5th Chief Judge of the Land and Environment Court (NSW)
- Incumbent
- Assumed office 14 November 2005

Personal details
- Education: Macquarie University
- Occupation: Judge, lawyer

= Brian Preston =

Australian judge

Brian John Preston is the Chief Judge of the Land and Environment Court of New South Wales. He was appointed on 14 November 2005.

==Career==
Brian John Preston graduated LLB from Macquarie University in 1982.

==Career==
Preston practised as a solicitor from 1982 to 1987, and as a barrister from 1987 to 2005.

He began his career at Stephen Jaques & Stephen, in the firm's resources group, then became associate to Mr Justice O’Leary of the Supreme Court of the Northern Territory.

Preston was principal solicitor at the Environmental Defender's Office NSW from March 1985, overseeing its official opening in May that year.

He was appointed a senior counsel (SC) by the NSW Bar Association in 1999.

On 14 November 2005, Preston was appointed Chief Judge in the Land and Environment Court of New South Wales.

==Recognition and awards==
In 2010 Preston received an award from the Asian Environmental Compliance and Enforcement Network (AECEN) for his environmental work.

» Instructions:
1. In the Brian Preston biography above, which organization gave him an award in 2010?
2. From the Brian Preston biography above, copy the passage starting with "He began his" and going on through "the Northern Territory.".

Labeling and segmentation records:
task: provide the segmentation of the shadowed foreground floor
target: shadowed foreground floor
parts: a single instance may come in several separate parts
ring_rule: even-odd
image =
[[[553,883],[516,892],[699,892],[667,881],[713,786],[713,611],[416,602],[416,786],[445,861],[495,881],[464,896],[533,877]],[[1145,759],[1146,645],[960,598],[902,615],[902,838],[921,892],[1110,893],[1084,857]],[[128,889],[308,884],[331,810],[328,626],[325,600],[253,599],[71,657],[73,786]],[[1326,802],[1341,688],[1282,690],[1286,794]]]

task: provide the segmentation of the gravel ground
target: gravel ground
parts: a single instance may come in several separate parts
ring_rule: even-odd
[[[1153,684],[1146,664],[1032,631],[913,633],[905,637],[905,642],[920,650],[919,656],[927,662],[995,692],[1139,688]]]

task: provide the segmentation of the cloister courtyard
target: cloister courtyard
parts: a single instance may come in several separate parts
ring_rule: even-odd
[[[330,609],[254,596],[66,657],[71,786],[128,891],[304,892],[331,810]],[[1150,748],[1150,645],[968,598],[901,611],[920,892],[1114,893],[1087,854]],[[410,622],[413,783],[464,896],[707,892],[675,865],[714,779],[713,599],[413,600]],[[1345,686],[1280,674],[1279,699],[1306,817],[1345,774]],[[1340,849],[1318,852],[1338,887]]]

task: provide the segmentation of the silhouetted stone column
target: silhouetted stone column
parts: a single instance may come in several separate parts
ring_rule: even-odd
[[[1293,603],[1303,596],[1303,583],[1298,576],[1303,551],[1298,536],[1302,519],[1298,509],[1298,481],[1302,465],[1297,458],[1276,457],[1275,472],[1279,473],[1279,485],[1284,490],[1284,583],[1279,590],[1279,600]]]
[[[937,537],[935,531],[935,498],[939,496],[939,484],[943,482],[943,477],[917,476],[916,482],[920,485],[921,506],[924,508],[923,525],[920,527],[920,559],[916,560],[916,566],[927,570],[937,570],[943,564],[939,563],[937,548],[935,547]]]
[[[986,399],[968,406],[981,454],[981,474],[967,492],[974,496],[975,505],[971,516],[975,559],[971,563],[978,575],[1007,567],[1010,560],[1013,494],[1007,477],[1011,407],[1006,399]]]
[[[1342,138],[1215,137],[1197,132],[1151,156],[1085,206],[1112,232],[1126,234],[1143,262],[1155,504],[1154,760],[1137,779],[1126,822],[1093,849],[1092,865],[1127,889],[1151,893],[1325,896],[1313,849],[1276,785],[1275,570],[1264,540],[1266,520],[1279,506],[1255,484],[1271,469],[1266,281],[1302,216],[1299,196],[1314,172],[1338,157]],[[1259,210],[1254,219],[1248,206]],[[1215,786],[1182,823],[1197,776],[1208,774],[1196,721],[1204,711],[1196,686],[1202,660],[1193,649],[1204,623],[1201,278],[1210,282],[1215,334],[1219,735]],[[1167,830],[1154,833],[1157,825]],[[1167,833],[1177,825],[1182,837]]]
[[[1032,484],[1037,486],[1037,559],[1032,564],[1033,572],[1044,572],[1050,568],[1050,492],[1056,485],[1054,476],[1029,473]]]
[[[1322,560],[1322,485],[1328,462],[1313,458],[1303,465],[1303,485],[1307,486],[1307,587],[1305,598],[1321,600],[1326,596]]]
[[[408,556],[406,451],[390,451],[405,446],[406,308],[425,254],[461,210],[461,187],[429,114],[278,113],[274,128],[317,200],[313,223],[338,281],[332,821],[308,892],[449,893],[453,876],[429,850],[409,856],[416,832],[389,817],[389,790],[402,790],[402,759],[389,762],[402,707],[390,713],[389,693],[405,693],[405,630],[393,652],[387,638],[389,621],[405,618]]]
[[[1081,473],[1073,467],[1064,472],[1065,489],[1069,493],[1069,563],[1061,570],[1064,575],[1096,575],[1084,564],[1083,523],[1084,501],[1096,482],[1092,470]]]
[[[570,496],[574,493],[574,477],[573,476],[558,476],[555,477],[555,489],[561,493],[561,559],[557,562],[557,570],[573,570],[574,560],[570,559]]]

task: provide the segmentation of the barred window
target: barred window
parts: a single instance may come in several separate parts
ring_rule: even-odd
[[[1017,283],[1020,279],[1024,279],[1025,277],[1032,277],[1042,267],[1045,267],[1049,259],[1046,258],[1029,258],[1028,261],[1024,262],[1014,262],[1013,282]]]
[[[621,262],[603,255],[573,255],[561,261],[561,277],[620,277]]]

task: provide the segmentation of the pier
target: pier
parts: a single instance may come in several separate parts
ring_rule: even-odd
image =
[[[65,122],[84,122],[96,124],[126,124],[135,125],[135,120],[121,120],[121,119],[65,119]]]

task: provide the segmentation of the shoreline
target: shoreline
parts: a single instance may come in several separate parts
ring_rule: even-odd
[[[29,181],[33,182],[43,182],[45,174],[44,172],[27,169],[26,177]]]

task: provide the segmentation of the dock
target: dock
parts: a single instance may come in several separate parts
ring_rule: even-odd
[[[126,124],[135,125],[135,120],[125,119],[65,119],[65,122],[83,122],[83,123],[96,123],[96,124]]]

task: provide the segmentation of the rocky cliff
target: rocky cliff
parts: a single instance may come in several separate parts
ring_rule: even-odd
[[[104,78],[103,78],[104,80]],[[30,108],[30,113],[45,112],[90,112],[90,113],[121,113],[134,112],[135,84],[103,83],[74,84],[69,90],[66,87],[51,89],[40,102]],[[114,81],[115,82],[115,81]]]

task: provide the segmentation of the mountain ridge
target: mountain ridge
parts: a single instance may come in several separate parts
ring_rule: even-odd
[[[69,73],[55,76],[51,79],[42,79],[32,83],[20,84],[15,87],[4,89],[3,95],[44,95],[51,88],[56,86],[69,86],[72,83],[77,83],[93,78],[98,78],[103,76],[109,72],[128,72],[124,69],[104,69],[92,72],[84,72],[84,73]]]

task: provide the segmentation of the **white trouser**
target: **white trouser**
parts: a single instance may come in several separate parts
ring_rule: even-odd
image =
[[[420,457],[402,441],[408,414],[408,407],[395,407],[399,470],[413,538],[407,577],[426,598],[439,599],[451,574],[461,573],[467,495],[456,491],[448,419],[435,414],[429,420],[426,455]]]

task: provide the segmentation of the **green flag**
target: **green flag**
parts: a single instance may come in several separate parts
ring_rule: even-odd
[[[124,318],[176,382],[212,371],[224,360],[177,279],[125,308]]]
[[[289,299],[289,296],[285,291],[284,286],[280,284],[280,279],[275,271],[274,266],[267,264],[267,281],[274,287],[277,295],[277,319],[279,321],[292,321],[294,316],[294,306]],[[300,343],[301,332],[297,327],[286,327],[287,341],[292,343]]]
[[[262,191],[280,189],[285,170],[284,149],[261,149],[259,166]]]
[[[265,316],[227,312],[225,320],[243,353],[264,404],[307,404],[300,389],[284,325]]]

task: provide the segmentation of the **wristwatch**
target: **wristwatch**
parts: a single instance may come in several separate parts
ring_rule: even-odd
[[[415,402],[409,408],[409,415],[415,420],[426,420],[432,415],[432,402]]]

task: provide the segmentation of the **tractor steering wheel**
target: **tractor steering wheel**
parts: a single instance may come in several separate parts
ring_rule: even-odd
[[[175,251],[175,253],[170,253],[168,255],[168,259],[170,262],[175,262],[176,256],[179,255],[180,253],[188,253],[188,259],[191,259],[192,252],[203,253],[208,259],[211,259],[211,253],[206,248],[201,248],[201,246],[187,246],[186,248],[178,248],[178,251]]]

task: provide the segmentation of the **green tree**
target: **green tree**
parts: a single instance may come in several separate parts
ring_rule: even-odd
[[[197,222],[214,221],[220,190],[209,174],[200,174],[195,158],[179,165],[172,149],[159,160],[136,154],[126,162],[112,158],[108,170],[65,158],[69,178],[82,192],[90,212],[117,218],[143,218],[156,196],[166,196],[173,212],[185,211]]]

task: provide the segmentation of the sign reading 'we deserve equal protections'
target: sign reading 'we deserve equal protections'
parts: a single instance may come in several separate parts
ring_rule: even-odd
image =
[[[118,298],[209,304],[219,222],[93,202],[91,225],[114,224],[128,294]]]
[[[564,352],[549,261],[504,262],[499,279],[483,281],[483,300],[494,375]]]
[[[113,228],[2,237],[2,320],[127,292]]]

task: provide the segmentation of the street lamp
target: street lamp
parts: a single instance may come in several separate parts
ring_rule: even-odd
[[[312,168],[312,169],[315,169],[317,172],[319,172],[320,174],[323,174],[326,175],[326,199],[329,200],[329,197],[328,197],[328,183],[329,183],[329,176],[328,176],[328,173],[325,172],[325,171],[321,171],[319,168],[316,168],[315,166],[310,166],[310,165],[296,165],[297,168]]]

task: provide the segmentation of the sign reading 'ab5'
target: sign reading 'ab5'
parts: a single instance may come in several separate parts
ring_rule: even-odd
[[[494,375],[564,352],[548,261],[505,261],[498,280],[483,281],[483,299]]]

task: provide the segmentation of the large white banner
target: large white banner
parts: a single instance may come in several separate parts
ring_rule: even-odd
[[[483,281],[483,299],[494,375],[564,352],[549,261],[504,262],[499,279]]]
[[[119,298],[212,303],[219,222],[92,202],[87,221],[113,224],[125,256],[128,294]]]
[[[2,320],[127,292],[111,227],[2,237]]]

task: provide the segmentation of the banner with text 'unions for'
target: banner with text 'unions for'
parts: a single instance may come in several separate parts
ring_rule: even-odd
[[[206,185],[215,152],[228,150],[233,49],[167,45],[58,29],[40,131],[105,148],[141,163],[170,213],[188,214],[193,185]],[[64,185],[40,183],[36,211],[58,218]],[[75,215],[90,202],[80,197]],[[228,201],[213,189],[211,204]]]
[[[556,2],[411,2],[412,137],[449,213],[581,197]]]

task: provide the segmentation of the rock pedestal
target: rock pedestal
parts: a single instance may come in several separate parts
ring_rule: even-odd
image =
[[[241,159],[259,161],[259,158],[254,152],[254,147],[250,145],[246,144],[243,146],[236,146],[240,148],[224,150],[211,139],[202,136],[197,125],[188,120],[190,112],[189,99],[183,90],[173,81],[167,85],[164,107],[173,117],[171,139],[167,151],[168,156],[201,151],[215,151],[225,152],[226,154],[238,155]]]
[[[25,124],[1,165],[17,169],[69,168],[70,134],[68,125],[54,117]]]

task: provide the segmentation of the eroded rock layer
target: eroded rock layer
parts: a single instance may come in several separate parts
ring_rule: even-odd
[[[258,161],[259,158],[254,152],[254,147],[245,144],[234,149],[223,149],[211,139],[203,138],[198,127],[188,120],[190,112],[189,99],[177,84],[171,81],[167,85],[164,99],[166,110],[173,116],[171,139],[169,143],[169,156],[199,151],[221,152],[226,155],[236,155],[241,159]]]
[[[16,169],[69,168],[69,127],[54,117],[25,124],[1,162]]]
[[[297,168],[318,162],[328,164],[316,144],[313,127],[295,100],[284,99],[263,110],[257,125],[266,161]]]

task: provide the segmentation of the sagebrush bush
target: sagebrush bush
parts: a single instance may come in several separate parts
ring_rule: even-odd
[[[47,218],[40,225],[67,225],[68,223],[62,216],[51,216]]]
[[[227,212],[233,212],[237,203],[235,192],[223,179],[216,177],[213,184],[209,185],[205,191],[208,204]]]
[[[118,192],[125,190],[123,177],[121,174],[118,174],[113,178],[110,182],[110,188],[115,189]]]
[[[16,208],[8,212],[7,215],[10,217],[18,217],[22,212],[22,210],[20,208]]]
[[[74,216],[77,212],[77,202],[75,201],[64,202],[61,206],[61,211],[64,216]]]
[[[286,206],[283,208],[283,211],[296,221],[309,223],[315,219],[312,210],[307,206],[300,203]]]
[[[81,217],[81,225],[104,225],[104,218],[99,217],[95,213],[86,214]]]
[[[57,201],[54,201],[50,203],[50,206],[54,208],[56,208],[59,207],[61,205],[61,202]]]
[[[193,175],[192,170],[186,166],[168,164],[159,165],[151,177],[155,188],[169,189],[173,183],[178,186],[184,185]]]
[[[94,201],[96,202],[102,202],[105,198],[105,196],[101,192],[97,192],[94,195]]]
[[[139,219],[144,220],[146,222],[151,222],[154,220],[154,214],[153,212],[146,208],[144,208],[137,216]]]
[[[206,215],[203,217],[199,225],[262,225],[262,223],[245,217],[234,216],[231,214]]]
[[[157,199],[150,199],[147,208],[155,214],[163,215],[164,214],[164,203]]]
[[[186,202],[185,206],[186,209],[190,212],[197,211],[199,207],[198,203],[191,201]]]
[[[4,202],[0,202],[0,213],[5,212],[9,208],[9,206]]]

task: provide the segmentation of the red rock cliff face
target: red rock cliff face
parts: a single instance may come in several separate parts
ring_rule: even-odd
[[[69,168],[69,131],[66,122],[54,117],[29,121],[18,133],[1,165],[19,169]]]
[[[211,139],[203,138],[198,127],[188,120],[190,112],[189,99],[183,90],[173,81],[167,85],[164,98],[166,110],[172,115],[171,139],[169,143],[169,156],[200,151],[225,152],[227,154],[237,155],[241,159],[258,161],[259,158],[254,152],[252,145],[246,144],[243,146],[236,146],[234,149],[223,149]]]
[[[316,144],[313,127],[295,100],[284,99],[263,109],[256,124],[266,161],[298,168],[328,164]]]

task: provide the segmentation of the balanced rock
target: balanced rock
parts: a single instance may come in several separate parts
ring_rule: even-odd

» Answers:
1. The Asian Environmental Compliance and Enforcement Network (AECEN).

2.
He began his career at Stephen Jaques & Stephen, in the firm's resources group, then became associate to Mr Justice O’Leary of the Supreme Court of the Northern Territory.